• _Quoted text_:

______________________________

You may just want to brainstorm or strategize on some SDIs or supports to help your child in the classroom. That’s certainly reasonable, but see if there is a way you can do it without disrupting the classroom.
Bottom line…..most of the time that I hear parents wanting to observe and being prohibited from doing so, it’s due to a lack of trust. The parent does not trust the teacher, the 1:1, the team…someone at the school. In my experience, you going in for 30-60 minutes to watch the classroom is not going to change that.
Look deeper within and ask yourself why there is this mistrust? Is it lack of progress? Is it your child telling you of things going on? Better to just confront those head on: “My child is reporting XYZ, and I would like us to meet to see what we can do to resolve it.” Keep it focused on what your child is or isn’t receiving, rather than what staff are or aren’t doing.
Honestly, I haven’t researched it, so I don’t know the case law behind this to tell you if this is your right.
But, is this the hill you want to die on? Once you start arguing and pushing for the right to observe the classroom (which in my experience is not going to be valuable anyway) you have changed the focus. The focus is no longer on your child’s needs, but you wanting to watch the classroom. I prefer to keep the focus on my child.

______________________________

• _Tasks to carry out_:
A – From the passage on parents observing their child's classroom, reproduce the portion starting with "Bottom line…..most of" and going on through "to change that.".
B – List every sentence in the passage on classroom observation that ends with a question mark.
C – Carry the piece on parents observing their child's classroom forward from its final sentence.

• _Data supplied_:

______________________________

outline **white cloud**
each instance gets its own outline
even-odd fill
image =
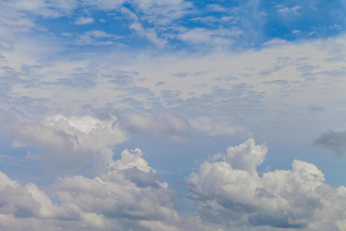
[[[92,23],[94,22],[94,19],[92,18],[84,18],[81,17],[74,22],[76,25],[84,25],[86,24]]]
[[[303,8],[301,6],[296,6],[291,8],[284,7],[277,10],[277,12],[282,14],[292,14],[296,15],[301,15],[301,14],[298,12],[298,10]]]
[[[126,114],[122,119],[122,126],[133,132],[149,132],[161,138],[182,142],[188,141],[190,126],[181,116],[169,112],[157,116],[140,113]]]
[[[17,122],[12,129],[20,143],[41,152],[28,158],[42,160],[47,170],[64,174],[91,163],[92,174],[97,174],[111,161],[111,148],[127,139],[114,116],[101,121],[90,116],[58,115],[46,117],[41,124]]]
[[[139,22],[131,24],[130,29],[134,30],[140,36],[143,36],[150,41],[160,49],[163,48],[168,43],[167,38],[161,38],[157,36],[155,30],[152,28],[145,29]]]
[[[191,127],[202,132],[207,132],[210,135],[234,135],[238,129],[225,122],[218,122],[206,116],[200,116],[189,121]],[[239,129],[241,130],[241,129]]]
[[[243,34],[241,30],[236,27],[213,30],[202,28],[179,29],[181,31],[178,33],[168,34],[167,36],[194,46],[208,45],[219,49],[229,47],[234,42],[234,39]]]
[[[85,126],[83,129],[89,130]],[[65,176],[45,186],[23,185],[0,172],[0,228],[4,231],[218,230],[174,209],[177,194],[148,166],[139,149],[126,150],[90,179]],[[52,198],[58,201],[53,202]]]
[[[202,219],[239,229],[343,230],[346,188],[324,184],[316,166],[297,160],[292,170],[260,176],[255,168],[267,150],[250,139],[228,148],[224,161],[205,162],[186,178],[188,197],[199,204]]]

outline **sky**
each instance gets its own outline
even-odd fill
[[[0,230],[346,230],[342,0],[0,0]]]

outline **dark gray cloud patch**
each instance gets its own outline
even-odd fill
[[[346,154],[346,131],[334,131],[330,130],[324,132],[313,141],[312,145],[331,151],[340,158]]]

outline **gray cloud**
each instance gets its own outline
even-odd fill
[[[346,131],[330,130],[324,132],[313,141],[312,145],[331,151],[336,156],[341,158],[346,154]]]

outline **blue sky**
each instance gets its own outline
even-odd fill
[[[345,7],[0,0],[0,230],[346,230]]]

______________________________

• _Replies_:
A –
Bottom line…..most of the time that I hear parents wanting to observe and being prohibited from doing so, it’s due to a lack of trust. The parent does not trust the teacher, the 1:1, the team…someone at the school. In my experience, you going in for 30-60 minutes to watch the classroom is not going to change that.

B –
- Look deeper within and ask yourself why there is this mistrust?
- Is it lack of progress?
- Is it your child telling you of things going on?
- But, is this the hill you want to die on?

C –
My guess is that this is not the hill they want to die on either, and will eventually concede to allowing you to observe even if they’ve previously said no. But, they do not have to allow it unannounced and you should not expect that. Again, I do not think you will get the information you are seeking, and you could damage your relationship with the school in the process.
Other things you may want to try instead:
- a private meeting with just the teacher (and 1:1 if they have one)
- meet with your child’s school/home behaviorist about this
- look into other evaluations that might give you the data you need
- meet with your child and ask them what they think
- brainstorm with other parents
- read over lists of SDIs and suggestions
Good luck with whatever you choose!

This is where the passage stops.